** Start of Material for this task **

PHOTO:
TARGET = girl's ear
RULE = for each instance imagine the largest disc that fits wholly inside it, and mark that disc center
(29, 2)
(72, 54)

** End of Material for this task **

Short problem >> Rewrite the data above, substituting "circle" for every occurrence of "disc" and leaving everything else unchanged.

Output for this task >>
PHOTO:
TARGET = girl's ear
RULE = for each instance imagine the largest circle that fits wholly inside it, and mark that circle center
(29, 2)
(72, 54)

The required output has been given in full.